Set exercise => Rewrite the lines from the one containing "Pretty please, detect the person" up to and including the last line, swapping "supply" for "provide" and changing nothing else. Give only those lines.

Source material =>
# # # # # # #
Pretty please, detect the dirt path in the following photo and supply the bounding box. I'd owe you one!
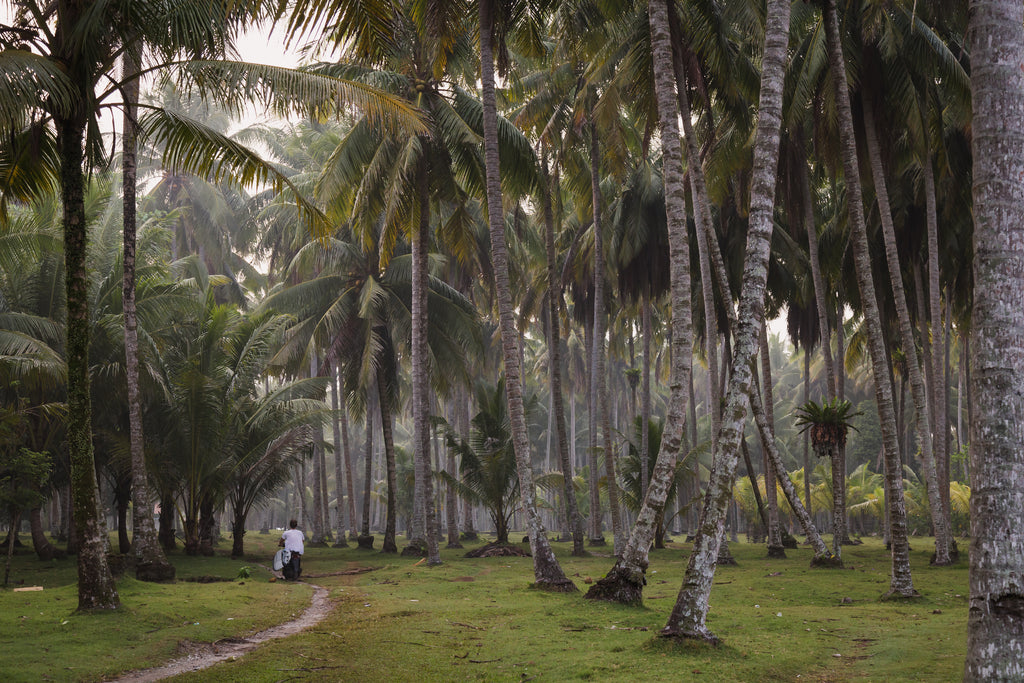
[115,572,329,683]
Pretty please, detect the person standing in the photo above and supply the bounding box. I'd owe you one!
[279,519,305,581]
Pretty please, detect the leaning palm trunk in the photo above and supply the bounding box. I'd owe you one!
# # # # # # #
Task output =>
Pretty please, detect the person standing in the photo above and provide the bounding box. I'd owe you one!
[279,519,305,581]
Pretty please, detect the leaning palm trunk in the photo above and provide the bounding box. I'd owe you one!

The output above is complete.